Find every line in the entries below that contains the word "instance", and copy each of those lines in full.

[START RAW DATA]

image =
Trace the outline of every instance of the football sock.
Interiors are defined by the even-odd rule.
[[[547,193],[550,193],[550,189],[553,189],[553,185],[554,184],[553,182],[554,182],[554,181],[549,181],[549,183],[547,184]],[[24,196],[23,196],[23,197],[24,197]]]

[END RAW DATA]
[START RAW DATA]

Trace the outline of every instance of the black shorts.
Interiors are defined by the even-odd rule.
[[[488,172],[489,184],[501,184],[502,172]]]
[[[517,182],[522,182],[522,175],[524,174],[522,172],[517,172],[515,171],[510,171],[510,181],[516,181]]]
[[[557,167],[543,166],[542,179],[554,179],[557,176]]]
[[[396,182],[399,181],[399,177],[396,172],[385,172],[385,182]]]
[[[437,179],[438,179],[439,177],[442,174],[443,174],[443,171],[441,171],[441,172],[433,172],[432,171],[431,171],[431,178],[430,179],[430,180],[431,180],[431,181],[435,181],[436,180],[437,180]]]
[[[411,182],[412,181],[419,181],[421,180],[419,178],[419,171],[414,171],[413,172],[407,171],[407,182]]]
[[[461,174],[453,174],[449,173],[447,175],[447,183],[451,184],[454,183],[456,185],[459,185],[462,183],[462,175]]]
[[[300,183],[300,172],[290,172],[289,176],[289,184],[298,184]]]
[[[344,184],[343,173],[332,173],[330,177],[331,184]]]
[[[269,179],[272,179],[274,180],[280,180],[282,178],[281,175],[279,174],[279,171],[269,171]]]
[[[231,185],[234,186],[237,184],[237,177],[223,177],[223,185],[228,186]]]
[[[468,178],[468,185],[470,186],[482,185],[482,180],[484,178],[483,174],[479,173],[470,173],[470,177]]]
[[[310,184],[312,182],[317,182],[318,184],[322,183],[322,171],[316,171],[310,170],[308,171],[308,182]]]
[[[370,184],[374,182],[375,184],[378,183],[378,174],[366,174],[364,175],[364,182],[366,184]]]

[END RAW DATA]
[START RAW DATA]

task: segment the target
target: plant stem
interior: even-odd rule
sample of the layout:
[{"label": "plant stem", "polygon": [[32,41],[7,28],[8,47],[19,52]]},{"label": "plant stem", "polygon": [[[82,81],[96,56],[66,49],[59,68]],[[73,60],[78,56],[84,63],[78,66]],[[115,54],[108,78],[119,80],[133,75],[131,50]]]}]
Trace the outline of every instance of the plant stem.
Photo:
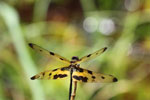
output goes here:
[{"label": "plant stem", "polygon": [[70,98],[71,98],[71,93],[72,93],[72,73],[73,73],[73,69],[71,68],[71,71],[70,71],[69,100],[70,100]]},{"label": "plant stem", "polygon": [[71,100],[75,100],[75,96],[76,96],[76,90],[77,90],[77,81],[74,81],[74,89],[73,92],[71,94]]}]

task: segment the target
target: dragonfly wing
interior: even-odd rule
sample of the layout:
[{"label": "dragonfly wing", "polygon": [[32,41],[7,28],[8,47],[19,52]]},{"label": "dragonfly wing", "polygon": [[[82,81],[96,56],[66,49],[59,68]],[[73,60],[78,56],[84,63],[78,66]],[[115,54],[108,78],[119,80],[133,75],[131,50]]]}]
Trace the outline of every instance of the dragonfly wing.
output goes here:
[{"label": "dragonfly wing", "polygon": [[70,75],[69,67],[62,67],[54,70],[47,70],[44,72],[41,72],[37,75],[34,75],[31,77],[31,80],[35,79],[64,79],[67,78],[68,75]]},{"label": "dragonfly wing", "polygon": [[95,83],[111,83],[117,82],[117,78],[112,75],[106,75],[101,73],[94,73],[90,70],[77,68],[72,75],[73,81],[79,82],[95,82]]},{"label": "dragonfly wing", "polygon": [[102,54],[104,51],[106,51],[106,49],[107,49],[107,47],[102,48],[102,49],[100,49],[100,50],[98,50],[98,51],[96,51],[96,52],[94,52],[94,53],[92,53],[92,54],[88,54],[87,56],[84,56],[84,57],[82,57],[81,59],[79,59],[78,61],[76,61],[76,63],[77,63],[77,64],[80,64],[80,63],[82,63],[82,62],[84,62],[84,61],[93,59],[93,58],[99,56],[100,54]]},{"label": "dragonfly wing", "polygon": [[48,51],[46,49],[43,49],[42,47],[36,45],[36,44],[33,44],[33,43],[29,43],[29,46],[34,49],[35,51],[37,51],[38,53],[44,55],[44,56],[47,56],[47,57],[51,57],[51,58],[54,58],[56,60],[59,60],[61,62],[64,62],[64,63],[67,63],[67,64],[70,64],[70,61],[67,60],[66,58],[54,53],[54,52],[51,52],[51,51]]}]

[END RAW DATA]

- OUTPUT -
Trace the outline of every instance of the football sock.
Trace the outline of every instance of the black shorts.
Trace the outline of every instance of the plant stem.
Trace the outline of every instance of the dragonfly wing.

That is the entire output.